= Ralph L. Rusk =

American academic and writer

Ralph Leslie Rusk (July 11, 1888 — June 30, 1962) was an American academic and writer. Rusk began teaching at the University of the Philippines during the early 1910s before teaching English at Indiana University from 1915 to 1925. Upon entering Columbia University in 1925, Rusk continued to teach English and remained with the university until he retired in 1954.

Apart from academics, Rusk spent the majority of his writing career on works about Ralph Waldo Emerson. Rusk first published The Letters of Ralph Waldo Emerson in 1939 before releasing The Life of Ralph Waldo Emerson in 1949. The following year, The Life of Ralph Waldo Emerson received the 1950 National Book Award for Nonfiction. Rusk was also a recipient of the Guggenheim Fellowship in 1945.

==Early life and education==
On July 11, 1888, Rusk was born in Rantoul, Illinois. For his post-secondary education, Rusk graduated from the University of Illinois in 1909 with a Bachelor of Arts. While attending Columbia University during the 1910s and 1920s, Rusk received both a Master of Arts and Doctor of Philosophy.

*Dataset excerpt*:

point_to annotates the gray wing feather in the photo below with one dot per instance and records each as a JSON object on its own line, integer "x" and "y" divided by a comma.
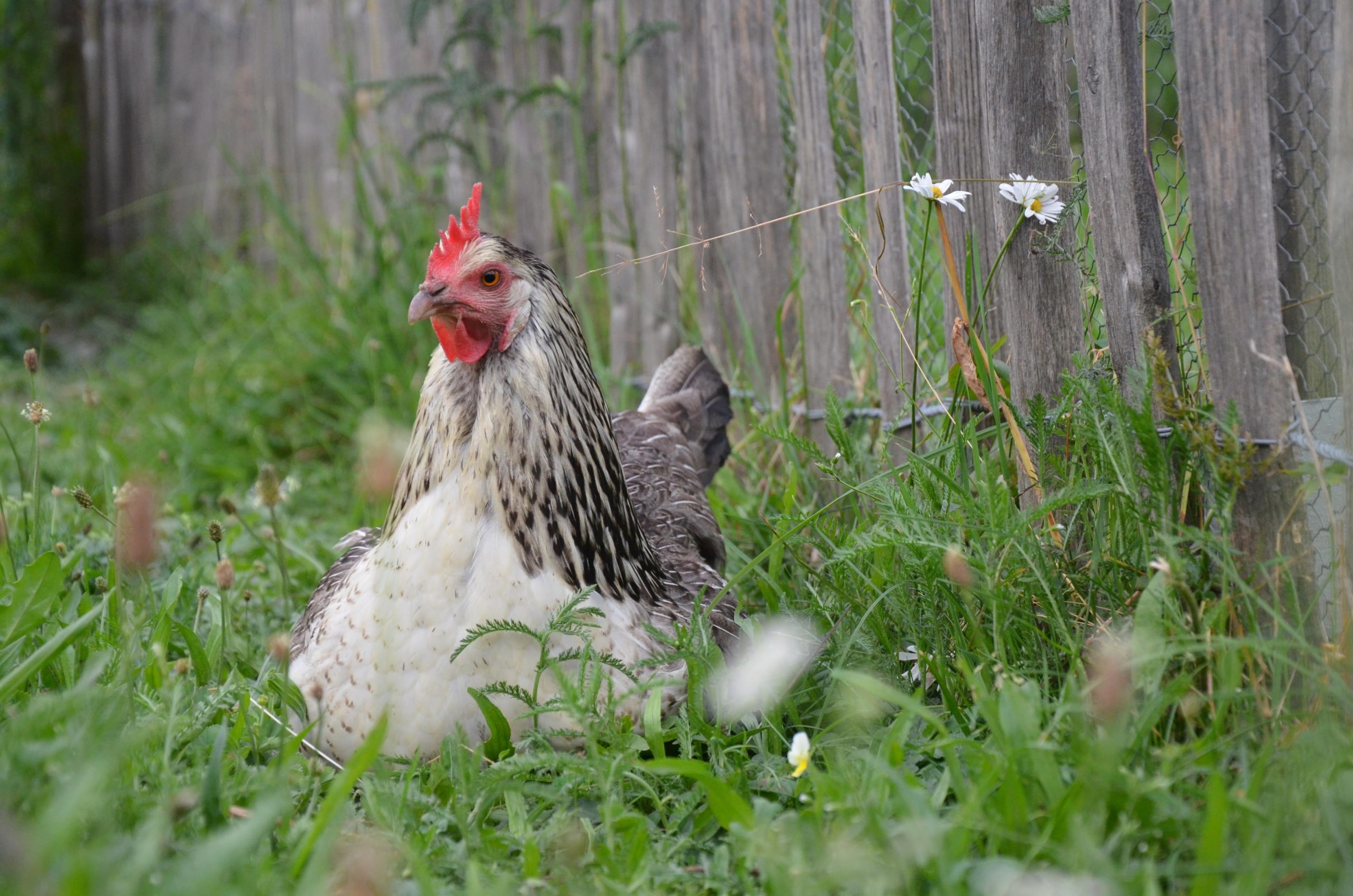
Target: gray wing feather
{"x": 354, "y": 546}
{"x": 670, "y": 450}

*To be done*:
a) Name every university mentioned in the passage about Ralph L. Rusk.
b) Please copy the passage about Ralph L. Rusk word for word, from "Ralph Leslie Rusk" to "Fellowship in 1945.".
The listing has no connection to the passage about Ralph L. Rusk.

*Results in order*:
a) University of the Philippines, Indiana University, Columbia University, University of Illinois

b)
Ralph Leslie Rusk (July 11, 1888 — June 30, 1962) was an American academic and writer. Rusk began teaching at the University of the Philippines during the early 1910s before teaching English at Indiana University from 1915 to 1925. Upon entering Columbia University in 1925, Rusk continued to teach English and remained with the university until he retired in 1954.

Apart from academics, Rusk spent the majority of his writing career on works about Ralph Waldo Emerson. Rusk first published The Letters of Ralph Waldo Emerson in 1939 before releasing The Life of Ralph Waldo Emerson in 1949. The following year, The Life of Ralph Waldo Emerson received the 1950 National Book Award for Nonfiction. Rusk was also a recipient of the Guggenheim Fellowship in 1945.